Data for the task

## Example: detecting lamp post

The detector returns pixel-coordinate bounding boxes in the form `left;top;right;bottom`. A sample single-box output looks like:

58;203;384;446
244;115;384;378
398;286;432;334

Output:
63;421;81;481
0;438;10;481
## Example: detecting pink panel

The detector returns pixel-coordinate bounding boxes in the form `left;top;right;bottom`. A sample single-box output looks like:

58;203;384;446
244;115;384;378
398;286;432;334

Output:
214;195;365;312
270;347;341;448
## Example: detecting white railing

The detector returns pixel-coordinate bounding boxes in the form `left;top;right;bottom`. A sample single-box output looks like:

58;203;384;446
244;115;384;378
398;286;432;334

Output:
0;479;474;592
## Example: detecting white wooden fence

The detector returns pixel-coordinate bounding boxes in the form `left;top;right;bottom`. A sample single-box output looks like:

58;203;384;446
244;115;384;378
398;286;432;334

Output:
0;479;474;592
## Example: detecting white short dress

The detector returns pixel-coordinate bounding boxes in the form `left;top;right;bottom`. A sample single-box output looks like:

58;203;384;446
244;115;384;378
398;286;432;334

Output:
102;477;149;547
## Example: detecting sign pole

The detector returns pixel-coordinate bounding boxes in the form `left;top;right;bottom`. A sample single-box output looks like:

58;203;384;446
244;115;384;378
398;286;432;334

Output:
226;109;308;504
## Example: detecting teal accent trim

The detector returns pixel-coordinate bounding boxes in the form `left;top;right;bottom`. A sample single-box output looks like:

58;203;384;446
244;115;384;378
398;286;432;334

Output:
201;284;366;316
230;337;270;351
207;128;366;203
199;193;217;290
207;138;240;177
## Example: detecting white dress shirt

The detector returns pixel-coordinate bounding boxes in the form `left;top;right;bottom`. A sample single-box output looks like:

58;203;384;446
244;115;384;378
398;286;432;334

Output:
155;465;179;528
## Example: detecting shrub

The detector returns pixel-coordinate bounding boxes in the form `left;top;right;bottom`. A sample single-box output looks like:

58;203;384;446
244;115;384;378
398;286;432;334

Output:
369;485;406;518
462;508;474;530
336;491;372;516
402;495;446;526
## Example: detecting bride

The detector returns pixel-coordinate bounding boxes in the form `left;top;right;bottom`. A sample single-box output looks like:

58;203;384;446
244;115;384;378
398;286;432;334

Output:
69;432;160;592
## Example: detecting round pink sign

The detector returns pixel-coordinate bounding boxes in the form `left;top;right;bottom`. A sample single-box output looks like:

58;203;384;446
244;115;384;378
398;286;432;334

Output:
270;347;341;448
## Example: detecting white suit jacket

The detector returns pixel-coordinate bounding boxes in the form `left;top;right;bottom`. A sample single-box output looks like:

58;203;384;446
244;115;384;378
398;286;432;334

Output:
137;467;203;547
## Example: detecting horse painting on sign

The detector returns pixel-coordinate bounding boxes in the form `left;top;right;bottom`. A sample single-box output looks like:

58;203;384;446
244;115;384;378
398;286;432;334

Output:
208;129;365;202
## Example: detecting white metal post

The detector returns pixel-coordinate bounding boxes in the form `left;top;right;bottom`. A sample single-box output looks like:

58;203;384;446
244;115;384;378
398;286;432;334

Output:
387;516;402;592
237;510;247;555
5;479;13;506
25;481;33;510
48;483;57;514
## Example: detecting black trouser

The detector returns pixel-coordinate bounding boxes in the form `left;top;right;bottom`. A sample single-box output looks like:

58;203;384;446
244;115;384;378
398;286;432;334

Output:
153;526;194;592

Task directions
Find each line in the listing above that contains the word "post" and copy those lines.

Written reply
## Example: detecting lamp post
## Example: detecting white metal post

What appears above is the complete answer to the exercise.